**DATA**

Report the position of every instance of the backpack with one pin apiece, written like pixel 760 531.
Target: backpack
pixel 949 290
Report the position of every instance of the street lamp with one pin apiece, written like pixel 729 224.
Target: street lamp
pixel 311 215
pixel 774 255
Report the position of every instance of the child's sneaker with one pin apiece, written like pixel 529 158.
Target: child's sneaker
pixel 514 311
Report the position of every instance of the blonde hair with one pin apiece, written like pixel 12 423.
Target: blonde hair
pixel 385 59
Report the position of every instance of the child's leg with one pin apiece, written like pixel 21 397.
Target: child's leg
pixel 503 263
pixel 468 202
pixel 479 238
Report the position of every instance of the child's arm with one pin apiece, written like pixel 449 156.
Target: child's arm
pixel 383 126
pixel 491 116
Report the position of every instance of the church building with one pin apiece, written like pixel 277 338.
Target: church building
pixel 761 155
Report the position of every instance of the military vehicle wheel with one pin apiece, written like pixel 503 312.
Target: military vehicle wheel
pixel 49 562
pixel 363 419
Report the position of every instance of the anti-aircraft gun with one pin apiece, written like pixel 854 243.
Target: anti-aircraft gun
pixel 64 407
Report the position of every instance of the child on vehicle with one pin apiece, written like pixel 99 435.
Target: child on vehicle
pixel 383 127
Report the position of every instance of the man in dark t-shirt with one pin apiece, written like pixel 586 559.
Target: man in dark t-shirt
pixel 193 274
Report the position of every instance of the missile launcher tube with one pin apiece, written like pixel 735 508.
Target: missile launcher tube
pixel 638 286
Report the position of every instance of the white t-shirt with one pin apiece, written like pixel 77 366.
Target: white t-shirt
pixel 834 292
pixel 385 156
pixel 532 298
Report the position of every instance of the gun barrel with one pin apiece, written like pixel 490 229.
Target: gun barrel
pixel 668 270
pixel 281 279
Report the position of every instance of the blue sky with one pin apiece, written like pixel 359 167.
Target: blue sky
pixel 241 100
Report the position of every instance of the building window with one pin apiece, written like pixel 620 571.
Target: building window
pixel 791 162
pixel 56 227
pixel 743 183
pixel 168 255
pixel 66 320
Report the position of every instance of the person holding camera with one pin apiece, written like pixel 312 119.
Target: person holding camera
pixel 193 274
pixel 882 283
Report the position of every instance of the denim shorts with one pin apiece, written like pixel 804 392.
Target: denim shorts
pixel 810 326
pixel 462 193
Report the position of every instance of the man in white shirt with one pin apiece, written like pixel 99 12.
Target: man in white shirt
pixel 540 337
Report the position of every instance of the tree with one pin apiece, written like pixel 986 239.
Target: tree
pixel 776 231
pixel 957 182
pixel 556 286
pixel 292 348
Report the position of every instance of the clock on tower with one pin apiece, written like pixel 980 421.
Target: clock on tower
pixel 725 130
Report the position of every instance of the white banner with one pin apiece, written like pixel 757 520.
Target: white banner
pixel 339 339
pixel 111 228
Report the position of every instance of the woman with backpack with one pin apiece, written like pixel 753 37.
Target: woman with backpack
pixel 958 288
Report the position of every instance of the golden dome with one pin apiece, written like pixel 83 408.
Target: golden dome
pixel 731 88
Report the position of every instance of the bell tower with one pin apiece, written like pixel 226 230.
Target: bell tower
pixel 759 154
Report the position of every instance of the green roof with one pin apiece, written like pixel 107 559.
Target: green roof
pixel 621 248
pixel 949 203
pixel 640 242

**THE TASK**
Print all of the records above again, word for word and line for line, without changing anything.

**REPLY**
Report the position of every instance of the backpack with one pin apiece, written like pixel 760 531.
Target: backpack
pixel 949 290
Report the position of every instance of the street lamp with one pin apiece, written like pixel 729 224.
Target: street lamp
pixel 311 215
pixel 774 255
Report the position of every instance of the child's sneaker with one pin apiece, written like pixel 529 158.
Target: child's sneaker
pixel 514 311
Report the position of every instance of the blonde hair with one pin apiece, written like pixel 12 423.
Target: blonde hair
pixel 385 59
Report the position of every instance of the child's leg with one pin apiece, written like pixel 21 397.
Target: child's leg
pixel 503 263
pixel 468 202
pixel 479 238
Report the position of every instance of the child's arm with one pin apiece, written like pixel 449 156.
Target: child's arm
pixel 383 126
pixel 491 116
Report the position of every instance of the church building with one pin apiece, written like pixel 277 338.
Target: church building
pixel 761 155
Report the position of every instance of the military vehicle wheel with one pin apiece, written like pixel 503 312.
Target: military vehicle wheel
pixel 49 562
pixel 363 419
Report the position of every instance of the anti-aircraft gun with one pin apiece, written like pixel 854 243.
Target: anti-aircraft gun
pixel 64 407
Report the position of every instance of the child on vehicle with one pin apiece, written like pixel 99 435.
Target: child on vehicle
pixel 383 127
Report the position of every instance of the man in dark t-shirt with one pin apiece, written like pixel 586 559.
Target: man in dark t-shirt
pixel 193 274
Report the position of every instance of the missile launcher tube with one pin apiece, written like pixel 735 508.
Target: missile launcher tube
pixel 638 286
Report the position of every instance of the white t-shirt with one pin apiece, written like pixel 77 366.
Target: white t-shirt
pixel 834 292
pixel 385 156
pixel 532 298
Report the position of every instance of the gun barrel with one pin apiece, written like pixel 490 229.
Target: gun barrel
pixel 668 270
pixel 281 279
Report the position of every instance of the blue sky with one pin apiece, written like pixel 359 167.
Target: blue sky
pixel 241 100
Report the position of every instance of the building window with one pin apiece, written like pixel 620 571.
Target: building window
pixel 791 162
pixel 56 227
pixel 743 183
pixel 168 255
pixel 66 320
Report the position of every instance of the person holding camera with one pin apiece, written like pixel 312 119.
Target: person holding camera
pixel 193 274
pixel 882 283
Report the position of every instance of the denim shorts with one pin apiece, written like pixel 804 392.
Target: denim shorts
pixel 810 326
pixel 462 193
Report the position of every instance of the man in white shirt with one pin apiece, written like pixel 99 12.
Target: man in white shirt
pixel 540 337
Report the position of every instance of the tree with one pin apiece, written like pixel 986 239.
Target: tree
pixel 776 231
pixel 957 182
pixel 556 286
pixel 292 348
Report the position of every instance of the clock on tower with one pin apiece, written like pixel 980 421.
Target: clock on tower
pixel 725 130
Report the position of every instance of the white banner with one pin apiece, written like pixel 757 520.
Target: white banner
pixel 339 339
pixel 111 228
Report the position of every instance of the woman with backpack with one pin apiece, written like pixel 753 37.
Target: woman with backpack
pixel 958 288
Report the position of every instance of the golden dome with one pin apiece, written like pixel 83 408.
Target: golden dome
pixel 731 88
Report the position of every instance of the bell tower with one pin apiece, written like pixel 226 230.
Target: bell tower
pixel 759 154
Report the position of every instance of the green roof with one pin apiece, written like pixel 107 559.
Target: green roof
pixel 621 248
pixel 949 203
pixel 640 242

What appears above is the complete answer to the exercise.